══ Listed records ══

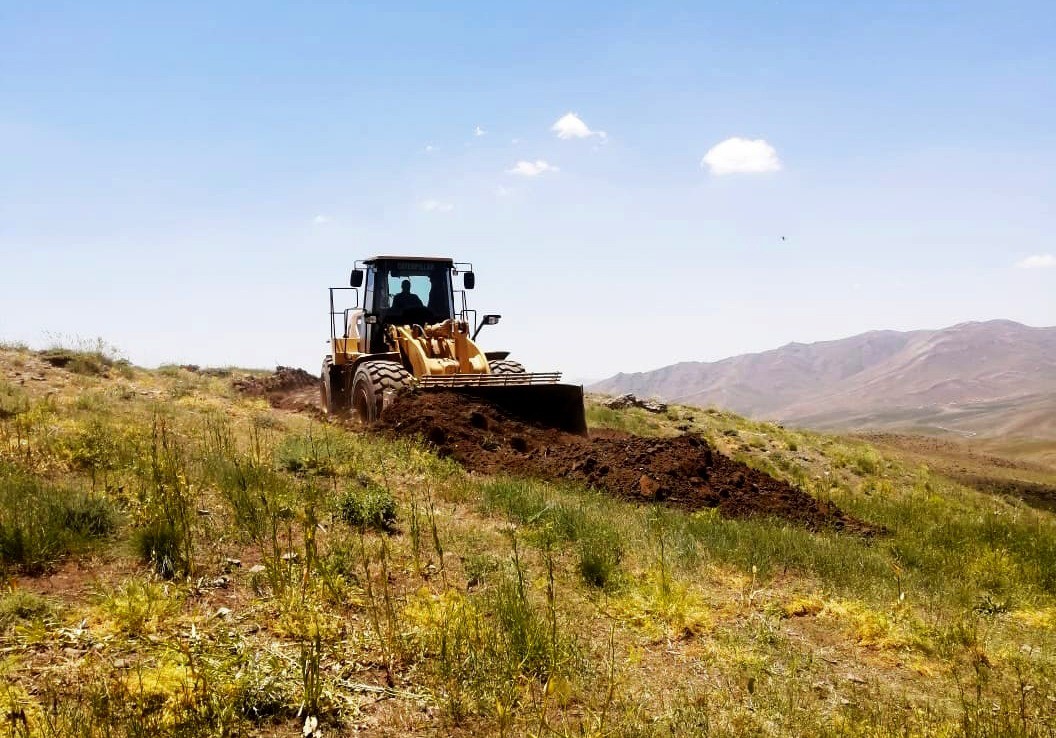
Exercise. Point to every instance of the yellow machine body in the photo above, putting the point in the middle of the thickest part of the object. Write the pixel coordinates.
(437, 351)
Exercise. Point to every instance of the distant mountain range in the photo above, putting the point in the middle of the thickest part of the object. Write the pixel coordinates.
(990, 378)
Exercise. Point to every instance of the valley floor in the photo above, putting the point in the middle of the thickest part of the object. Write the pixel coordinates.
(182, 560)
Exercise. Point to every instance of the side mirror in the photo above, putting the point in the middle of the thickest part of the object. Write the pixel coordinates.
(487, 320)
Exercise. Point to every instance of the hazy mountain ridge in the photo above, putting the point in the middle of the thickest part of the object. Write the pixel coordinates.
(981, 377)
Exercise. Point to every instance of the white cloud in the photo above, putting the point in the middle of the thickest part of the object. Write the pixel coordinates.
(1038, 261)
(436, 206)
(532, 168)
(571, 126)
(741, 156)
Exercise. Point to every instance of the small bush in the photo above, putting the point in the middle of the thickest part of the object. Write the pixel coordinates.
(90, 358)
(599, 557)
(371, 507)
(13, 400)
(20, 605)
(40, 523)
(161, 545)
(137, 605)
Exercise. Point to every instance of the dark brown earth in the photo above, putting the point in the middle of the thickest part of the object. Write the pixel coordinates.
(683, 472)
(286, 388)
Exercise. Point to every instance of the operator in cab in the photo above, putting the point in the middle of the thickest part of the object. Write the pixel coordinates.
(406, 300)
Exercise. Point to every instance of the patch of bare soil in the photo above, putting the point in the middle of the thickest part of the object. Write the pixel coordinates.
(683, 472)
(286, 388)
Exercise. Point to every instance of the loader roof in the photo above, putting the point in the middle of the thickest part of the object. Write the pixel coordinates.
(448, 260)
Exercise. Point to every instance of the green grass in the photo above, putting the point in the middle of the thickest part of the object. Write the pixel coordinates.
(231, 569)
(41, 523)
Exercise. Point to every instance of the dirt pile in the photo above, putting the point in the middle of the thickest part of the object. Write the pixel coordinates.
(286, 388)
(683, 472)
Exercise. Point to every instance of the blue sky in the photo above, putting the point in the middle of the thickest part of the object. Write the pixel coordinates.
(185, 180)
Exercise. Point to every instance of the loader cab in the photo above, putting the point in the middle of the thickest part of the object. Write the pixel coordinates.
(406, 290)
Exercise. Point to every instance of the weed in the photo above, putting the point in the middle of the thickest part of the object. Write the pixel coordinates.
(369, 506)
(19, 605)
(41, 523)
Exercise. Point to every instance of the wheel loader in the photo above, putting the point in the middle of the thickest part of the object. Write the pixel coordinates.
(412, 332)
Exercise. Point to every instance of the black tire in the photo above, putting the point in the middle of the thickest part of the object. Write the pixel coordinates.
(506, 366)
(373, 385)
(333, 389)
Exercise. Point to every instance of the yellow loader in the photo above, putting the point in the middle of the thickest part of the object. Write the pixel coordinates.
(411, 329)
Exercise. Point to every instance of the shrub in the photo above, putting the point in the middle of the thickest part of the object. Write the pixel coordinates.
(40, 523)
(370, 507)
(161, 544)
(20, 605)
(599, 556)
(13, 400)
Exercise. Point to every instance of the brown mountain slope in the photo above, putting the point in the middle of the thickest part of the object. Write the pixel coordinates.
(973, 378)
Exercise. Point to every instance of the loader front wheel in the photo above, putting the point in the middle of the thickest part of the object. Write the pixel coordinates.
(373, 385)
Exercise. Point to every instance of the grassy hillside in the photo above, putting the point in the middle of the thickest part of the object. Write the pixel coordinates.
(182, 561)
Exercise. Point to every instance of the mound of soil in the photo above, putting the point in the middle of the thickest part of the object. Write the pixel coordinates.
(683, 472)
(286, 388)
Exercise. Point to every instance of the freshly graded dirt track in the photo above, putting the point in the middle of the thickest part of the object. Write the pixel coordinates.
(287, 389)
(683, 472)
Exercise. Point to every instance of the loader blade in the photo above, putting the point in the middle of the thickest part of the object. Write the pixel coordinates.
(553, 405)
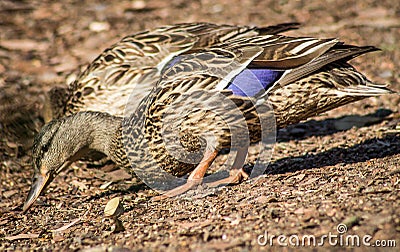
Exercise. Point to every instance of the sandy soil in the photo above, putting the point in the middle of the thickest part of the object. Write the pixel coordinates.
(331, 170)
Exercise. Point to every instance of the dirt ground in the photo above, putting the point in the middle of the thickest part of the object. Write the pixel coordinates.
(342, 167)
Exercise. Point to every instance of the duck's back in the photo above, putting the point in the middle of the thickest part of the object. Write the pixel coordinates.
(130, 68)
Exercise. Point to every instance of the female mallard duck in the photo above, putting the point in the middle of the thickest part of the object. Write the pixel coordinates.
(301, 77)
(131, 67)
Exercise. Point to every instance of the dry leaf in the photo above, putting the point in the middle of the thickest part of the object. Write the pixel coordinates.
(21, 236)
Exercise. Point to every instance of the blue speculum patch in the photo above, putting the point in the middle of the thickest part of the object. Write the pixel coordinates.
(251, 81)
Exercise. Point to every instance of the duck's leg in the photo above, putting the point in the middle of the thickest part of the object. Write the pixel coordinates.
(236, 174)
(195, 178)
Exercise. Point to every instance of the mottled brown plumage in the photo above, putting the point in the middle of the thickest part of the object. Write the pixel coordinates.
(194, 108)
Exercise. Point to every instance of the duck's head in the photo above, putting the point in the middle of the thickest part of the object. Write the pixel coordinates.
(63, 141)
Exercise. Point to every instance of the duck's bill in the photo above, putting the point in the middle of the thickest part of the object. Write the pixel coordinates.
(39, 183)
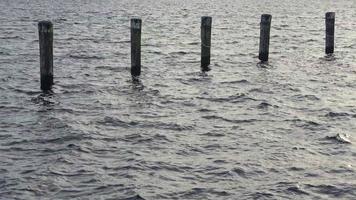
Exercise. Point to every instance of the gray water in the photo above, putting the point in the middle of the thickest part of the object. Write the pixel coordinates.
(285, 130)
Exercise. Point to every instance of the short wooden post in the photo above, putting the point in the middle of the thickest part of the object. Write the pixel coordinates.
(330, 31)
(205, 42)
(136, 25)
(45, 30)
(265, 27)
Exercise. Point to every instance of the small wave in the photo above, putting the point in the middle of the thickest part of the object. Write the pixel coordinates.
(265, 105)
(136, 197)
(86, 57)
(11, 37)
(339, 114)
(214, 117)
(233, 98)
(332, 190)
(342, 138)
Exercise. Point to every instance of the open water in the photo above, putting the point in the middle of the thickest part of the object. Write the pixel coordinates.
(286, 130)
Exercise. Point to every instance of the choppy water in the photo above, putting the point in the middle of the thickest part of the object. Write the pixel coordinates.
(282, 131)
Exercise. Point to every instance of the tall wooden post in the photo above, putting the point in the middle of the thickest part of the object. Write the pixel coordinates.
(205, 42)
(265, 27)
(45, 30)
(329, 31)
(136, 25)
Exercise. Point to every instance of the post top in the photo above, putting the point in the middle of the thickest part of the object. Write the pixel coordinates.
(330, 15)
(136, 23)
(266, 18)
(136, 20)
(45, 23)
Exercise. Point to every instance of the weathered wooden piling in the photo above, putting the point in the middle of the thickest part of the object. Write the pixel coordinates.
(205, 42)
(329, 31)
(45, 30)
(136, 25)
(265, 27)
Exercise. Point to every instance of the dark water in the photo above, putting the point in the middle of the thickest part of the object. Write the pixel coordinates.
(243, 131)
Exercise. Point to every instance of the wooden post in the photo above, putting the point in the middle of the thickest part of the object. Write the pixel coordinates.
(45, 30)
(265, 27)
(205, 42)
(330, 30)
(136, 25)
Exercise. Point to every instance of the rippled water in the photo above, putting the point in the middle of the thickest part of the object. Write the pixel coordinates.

═══

• Requirement: The entries above should be reproduced exactly, without their pictures.

• Solution for this problem:
Exercise. Point to every instance of the yellow machine body in the photo above, putting the point in the middle of the thickest part of the object. Write the pixel coordinates.
(437, 351)
Exercise. Point to every instance of the distant mountain range in the photo above, putting the point in the middle of the thickest part of the object. Write the pixel coordinates.
(990, 378)
Exercise. Point to every instance of the valley floor in the photo above, putting the point in the middle of the thickest part of the object. Write the pixel coordinates.
(182, 560)
Exercise. Point to every instance of the side mirror in the photo above, putting the point in the middle of the thickest part of the object. Write the pixel coordinates.
(487, 320)
Exercise. Point to every instance of the hazy mountain ridge in the photo above, putting the point in the middle of the thickest part of the object. Write the pixel coordinates.
(981, 377)
Exercise. Point to every instance of the white cloud in the photo above, putting the point in the middle of the thickest part of the object. Write the pixel coordinates.
(1038, 261)
(436, 206)
(532, 168)
(571, 126)
(741, 156)
Exercise. Point to every instance of the small bush in the photo above, putting the point in the middle of the thickest part of the object. Write the pixel coordinates.
(90, 358)
(599, 557)
(371, 507)
(13, 400)
(20, 605)
(40, 523)
(161, 545)
(137, 605)
Exercise. Point to every instance of the dark brown earth in the photo above, putting the point in the middle of the thickest part of the object. Write the pixel coordinates.
(683, 472)
(286, 388)
Exercise. Point to every instance of the operator in cab in the photo above, putting the point in the middle of the thickest part of the object. Write the pixel coordinates.
(406, 300)
Exercise. Point to every instance of the patch of bare soil in the photo above, putting the point in the middle of the thickest part of the object. Write the pixel coordinates.
(683, 472)
(286, 388)
Exercise. Point to every instance of the loader roof in the photo above, putting the point in the middle of the thickest part of the object. Write the pixel coordinates.
(448, 260)
Exercise. Point to every instance of the green grass in the photo above, putting the point in the middle of the thickest part of the object. Write the pixel coordinates.
(231, 569)
(41, 523)
Exercise. Point to every instance of the dirt pile in the photo above, putting the point in the middle of the thickest part of the object. Write the pixel coordinates.
(286, 388)
(683, 472)
Exercise. Point to every instance of the blue sky in the photo above, putting the point in the middle of the thickest part of the object. Write the pixel coordinates.
(185, 180)
Exercise. Point to every instance of the loader cab in the photo above, putting the point in the middle of the thickest part of the object. Write the pixel coordinates.
(406, 290)
Exercise. Point to every instance of the weed in the photo above, putting the point in the middle of the thickest part of the object. Write the pixel coordinates.
(369, 506)
(19, 605)
(41, 523)
Exercise. Point to every instance of the wheel loader in the photo above, putting the point in the middle of the thickest part of the object. Write the pixel coordinates.
(412, 332)
Exercise. Point to every instance of the black tire in the photo above, putting the point in the middle of the thickest part of the object. Write the pixel coordinates.
(506, 366)
(373, 385)
(333, 389)
Exercise. Point to every instance of the yellow loader in the photo above, putting the point in the middle of the thickest part of the object. Write the pixel coordinates.
(411, 329)
Exercise. Point to every instance of the shrub in the photo above, putting the point in the middle of the thickest part of the object. Write the pixel coordinates.
(40, 523)
(370, 507)
(161, 544)
(20, 605)
(599, 556)
(13, 400)
Exercise. Point to every instance of the brown mountain slope in the photo above, putting the point in the middle of the thickest part of the object. Write the pixel coordinates.
(973, 378)
Exercise. Point to every instance of the loader front wheel in the photo above, putting the point in the middle of the thickest part of the object. Write the pixel coordinates.
(373, 385)
Exercise. Point to every instance of the grassy hillside in the photo above, putting the point in the middle of the thickest part of the object. Write the pixel coordinates.
(182, 561)
Exercise. Point to every instance of the mound of soil in the photo above, putting the point in the middle of the thickest part of the object. Write the pixel coordinates.
(683, 472)
(286, 388)
Exercise. Point to every instance of the freshly graded dirt track in the photo above, putting the point in the middle of the thickest part of the object. Write the pixel coordinates.
(287, 389)
(683, 472)
Exercise. Point to every instance of the loader blade in the photo above, putting the point in the middle of the thickest part of the object. Write the pixel coordinates.
(553, 405)
Exercise. Point to every instance of the sandy soil in the photo above, putting the point in the middle of the thickest part of the object. Write the pixel coordinates.
(331, 170)
Exercise. Point to every instance of the dirt ground in the photo above, putting the point in the middle of the thickest part of the object. Write the pixel coordinates.
(342, 167)
Exercise. Point to every instance of the duck's back in the photo above, putting the point in the middle of the thickest part of the object. Write the pixel coordinates.
(130, 68)
Exercise. Point to every instance of the female mallard duck in the photo above, putting the point in the middle of the thickest part of the object. Write the pixel coordinates.
(301, 77)
(131, 67)
Exercise. Point to every instance of the dry leaf in the photo above, putting the point in the middle of the thickest part of the object. Write the pixel coordinates.
(21, 236)
Exercise. Point to every instance of the blue speculum patch in the photo above, putting the point in the middle of the thickest part of the object. Write the pixel coordinates.
(251, 81)
Exercise. Point to every instance of the duck's leg in the photo above, putting the point in the middle of the thickest part of the object. Write the pixel coordinates.
(236, 174)
(195, 178)
Exercise. Point to every instance of the mottled brown plumage in the photo above, putting the point in the middle of the thickest part of the object. Write the pixel coordinates.
(194, 108)
Exercise. Point to every instance of the duck's head in the photo above, putting the point in the middle of the thickest part of the object. Write the pixel coordinates.
(63, 141)
Exercise. Point to every instance of the duck's bill in the photo above, putting the point in the middle of the thickest part of the object. Write the pixel coordinates.
(39, 183)
Exercise. Point to every instance of the gray water in the photo above, putting the point in the middle of the thickest part of the object. Write the pixel coordinates.
(285, 130)
Exercise. Point to every instance of the short wooden post in the photo above, putting the point in the middle of the thickest part of the object. Write the pixel coordinates.
(330, 31)
(205, 42)
(136, 25)
(45, 30)
(265, 27)
Exercise. Point to every instance of the small wave in the photo above, putting the point in the middle of the thickest part of the object. Write the pixel coordinates.
(265, 105)
(136, 197)
(86, 57)
(11, 37)
(339, 114)
(214, 117)
(233, 98)
(332, 190)
(342, 138)
Exercise. Point to every instance of the open water in the photo above, putting the point in the middle of the thickest part of the object. Write the pixel coordinates.
(286, 130)
Exercise. Point to every instance of the choppy water in the photo above, putting the point in the middle of the thickest part of the object. Write the pixel coordinates.
(282, 131)
Exercise. Point to every instance of the tall wooden post in the photo above, putting the point in the middle of the thickest part of the object. Write the pixel coordinates.
(205, 42)
(265, 27)
(45, 30)
(329, 31)
(136, 25)
Exercise. Point to every instance of the post top in the photo above, putting the point in the middle of the thickest part of the object. Write the pixel coordinates.
(330, 15)
(136, 23)
(266, 18)
(136, 20)
(45, 23)
Exercise. Point to every instance of the weathered wooden piling in the photo above, putting the point in the middle of the thickest part of the object. Write the pixel coordinates.
(205, 42)
(329, 31)
(45, 30)
(136, 25)
(265, 27)
Exercise. Point to every instance of the dark water in the photo above, putting the point in the middle of the thickest part of the object. Write the pixel coordinates.
(243, 131)
Exercise. Point to every instance of the wooden post in the photo above, putting the point in the middle of the thickest part of the object. Write the pixel coordinates.
(45, 30)
(265, 27)
(205, 42)
(330, 30)
(136, 25)
Exercise. Point to every instance of the rippled water in the photo above, putting the point in the middle of the thickest part of the object. Write the pixel coordinates.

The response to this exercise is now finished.